Goal of the exercise
Repeat word for word the line with "the metal support" and every line after it until the records below run out.

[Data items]
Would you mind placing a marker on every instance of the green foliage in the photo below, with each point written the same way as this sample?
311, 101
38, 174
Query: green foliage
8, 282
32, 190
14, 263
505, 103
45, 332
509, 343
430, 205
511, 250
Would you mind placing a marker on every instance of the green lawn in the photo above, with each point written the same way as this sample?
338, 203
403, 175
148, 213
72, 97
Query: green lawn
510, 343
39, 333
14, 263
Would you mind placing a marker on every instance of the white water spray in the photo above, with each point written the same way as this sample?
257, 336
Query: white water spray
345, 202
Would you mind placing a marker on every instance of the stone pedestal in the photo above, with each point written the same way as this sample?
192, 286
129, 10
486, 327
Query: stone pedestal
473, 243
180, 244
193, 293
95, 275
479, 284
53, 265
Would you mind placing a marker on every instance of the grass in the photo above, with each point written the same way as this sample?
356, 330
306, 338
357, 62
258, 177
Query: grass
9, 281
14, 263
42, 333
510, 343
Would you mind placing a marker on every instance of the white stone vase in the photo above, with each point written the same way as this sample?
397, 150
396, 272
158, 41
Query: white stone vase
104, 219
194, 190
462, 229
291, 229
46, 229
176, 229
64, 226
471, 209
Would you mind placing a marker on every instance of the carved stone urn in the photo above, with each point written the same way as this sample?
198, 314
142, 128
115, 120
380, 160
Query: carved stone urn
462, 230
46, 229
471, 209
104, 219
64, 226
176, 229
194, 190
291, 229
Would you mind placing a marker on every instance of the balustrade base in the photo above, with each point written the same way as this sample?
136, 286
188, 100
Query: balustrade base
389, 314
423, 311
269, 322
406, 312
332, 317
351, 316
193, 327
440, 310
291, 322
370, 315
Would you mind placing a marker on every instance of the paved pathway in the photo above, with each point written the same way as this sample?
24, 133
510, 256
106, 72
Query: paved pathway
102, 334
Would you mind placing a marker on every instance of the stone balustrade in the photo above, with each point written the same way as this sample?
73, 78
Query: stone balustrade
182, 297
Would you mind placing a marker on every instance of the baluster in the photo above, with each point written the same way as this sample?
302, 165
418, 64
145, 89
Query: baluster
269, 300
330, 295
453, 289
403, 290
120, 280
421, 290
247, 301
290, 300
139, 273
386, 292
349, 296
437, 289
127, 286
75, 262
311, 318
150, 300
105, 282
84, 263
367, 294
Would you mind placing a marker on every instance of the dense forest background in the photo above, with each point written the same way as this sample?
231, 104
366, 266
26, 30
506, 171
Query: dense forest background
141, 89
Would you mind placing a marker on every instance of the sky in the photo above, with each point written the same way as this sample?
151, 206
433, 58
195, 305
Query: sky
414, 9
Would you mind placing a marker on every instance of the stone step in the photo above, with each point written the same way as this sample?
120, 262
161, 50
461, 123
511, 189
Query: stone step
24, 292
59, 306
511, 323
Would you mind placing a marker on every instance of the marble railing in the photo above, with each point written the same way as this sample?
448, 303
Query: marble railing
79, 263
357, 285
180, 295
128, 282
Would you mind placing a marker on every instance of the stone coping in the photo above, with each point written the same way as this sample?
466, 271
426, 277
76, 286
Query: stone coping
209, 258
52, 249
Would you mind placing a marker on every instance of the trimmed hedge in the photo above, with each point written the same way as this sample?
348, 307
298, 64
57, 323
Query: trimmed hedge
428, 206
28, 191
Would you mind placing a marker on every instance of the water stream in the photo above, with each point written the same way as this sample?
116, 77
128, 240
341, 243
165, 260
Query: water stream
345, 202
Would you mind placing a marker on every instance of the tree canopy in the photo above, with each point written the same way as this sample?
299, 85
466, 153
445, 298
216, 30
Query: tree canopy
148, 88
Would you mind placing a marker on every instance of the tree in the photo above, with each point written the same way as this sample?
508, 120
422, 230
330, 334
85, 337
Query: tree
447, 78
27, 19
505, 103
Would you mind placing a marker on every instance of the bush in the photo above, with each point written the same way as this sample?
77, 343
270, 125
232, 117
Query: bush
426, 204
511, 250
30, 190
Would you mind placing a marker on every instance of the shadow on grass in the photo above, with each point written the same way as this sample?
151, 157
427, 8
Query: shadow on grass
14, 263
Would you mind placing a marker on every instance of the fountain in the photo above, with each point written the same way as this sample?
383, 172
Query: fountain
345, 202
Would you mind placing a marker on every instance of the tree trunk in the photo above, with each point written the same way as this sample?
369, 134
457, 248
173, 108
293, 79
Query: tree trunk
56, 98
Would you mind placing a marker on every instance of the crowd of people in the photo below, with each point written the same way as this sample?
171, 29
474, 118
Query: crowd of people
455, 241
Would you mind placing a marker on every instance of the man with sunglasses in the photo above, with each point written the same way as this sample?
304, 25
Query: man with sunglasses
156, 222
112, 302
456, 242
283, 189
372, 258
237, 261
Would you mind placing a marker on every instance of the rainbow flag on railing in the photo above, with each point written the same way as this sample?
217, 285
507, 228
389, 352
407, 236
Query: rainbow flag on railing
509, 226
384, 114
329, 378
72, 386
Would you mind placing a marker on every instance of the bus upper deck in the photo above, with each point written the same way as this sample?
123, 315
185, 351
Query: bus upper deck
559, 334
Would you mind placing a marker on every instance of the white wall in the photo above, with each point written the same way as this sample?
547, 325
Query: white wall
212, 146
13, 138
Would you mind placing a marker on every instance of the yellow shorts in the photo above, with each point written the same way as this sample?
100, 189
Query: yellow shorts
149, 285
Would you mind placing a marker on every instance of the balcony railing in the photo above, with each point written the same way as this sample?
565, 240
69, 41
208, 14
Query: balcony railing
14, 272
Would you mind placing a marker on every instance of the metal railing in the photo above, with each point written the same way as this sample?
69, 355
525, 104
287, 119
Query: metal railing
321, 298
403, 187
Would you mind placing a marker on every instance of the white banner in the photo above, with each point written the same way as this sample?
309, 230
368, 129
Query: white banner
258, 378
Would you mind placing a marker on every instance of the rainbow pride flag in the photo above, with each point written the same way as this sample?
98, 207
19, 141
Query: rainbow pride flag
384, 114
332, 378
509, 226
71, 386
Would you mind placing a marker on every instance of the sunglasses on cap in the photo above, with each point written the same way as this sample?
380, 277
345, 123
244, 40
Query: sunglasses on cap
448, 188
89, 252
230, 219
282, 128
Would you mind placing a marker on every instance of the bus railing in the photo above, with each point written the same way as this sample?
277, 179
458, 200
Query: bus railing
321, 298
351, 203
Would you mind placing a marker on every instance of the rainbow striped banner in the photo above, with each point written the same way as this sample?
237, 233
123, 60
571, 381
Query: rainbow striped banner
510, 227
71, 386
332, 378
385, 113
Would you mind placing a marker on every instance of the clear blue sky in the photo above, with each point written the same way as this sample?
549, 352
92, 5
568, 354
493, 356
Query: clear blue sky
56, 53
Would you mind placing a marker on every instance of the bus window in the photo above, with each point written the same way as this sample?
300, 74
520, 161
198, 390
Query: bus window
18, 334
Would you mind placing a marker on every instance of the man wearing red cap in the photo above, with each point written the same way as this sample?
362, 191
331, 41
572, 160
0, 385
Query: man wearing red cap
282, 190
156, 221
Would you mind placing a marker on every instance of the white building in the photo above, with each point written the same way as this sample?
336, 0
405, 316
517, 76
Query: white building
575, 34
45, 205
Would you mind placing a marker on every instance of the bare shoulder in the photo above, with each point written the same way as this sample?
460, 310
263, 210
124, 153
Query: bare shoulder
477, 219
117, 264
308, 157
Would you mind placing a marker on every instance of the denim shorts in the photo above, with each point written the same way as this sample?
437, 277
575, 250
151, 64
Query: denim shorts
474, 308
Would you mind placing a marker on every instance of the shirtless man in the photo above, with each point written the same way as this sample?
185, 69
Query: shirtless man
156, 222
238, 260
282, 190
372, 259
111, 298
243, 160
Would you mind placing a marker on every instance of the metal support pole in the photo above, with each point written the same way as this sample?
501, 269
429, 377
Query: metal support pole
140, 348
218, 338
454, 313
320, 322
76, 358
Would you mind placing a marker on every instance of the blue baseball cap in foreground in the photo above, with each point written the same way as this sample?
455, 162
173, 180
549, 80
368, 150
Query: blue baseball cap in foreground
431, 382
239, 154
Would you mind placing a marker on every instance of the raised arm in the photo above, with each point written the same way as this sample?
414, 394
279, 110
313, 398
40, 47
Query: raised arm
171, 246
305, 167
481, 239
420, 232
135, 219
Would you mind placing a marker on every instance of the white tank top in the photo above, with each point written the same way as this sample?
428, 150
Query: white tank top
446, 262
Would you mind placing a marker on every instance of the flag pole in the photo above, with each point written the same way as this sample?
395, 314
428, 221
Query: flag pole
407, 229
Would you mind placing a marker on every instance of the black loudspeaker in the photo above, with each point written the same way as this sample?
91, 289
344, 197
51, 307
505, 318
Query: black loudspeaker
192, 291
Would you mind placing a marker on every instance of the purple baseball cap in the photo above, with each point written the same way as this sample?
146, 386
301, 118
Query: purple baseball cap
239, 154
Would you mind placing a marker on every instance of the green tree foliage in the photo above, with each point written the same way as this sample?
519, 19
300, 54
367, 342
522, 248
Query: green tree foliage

The result
Would you mind placing a marker on every instance of the metal support pole in the photo above, with each point written the same way as this sample?
501, 269
429, 377
Query: metal support pole
140, 348
218, 338
454, 313
320, 322
76, 358
Would you mind placing a marker on every instance of the blue baseball cap in foreground in the photo above, with each point written the same way as this sample?
455, 162
173, 180
549, 80
368, 150
Query: blue baseball cap in foreground
431, 382
239, 154
Would you mind placing a marker on every instance of the raised arm in the photo above, with each point written the same way as this sample?
414, 394
279, 110
313, 398
40, 47
Query: raised arm
171, 246
305, 167
481, 239
420, 232
135, 219
Would you mind placing a marker on every instance of the white tank top in the photo above, with each point written the same way as this sample?
428, 150
Query: white tank top
446, 262
Would you mind placing a marker on every instance of the flag pole in the photo above, with each point written the same way as this sample?
395, 314
428, 221
Query: flag pole
407, 229
Would you mind placing a marker on every instance of the black loudspeaker in the photo above, with each point written the same way as this sample?
91, 289
344, 197
51, 307
505, 318
Query: black loudspeaker
192, 291
Would you mind placing a marker on every instance of the purple baseball cap in the photo above, with each point written the same way as this sample?
146, 386
301, 118
Query: purple baseball cap
239, 154
Would you mind placing a marker on every instance of the green tree foliage in the photo above, with each point written the same way as this sample?
519, 19
300, 54
367, 342
522, 248
Query: green tree foliage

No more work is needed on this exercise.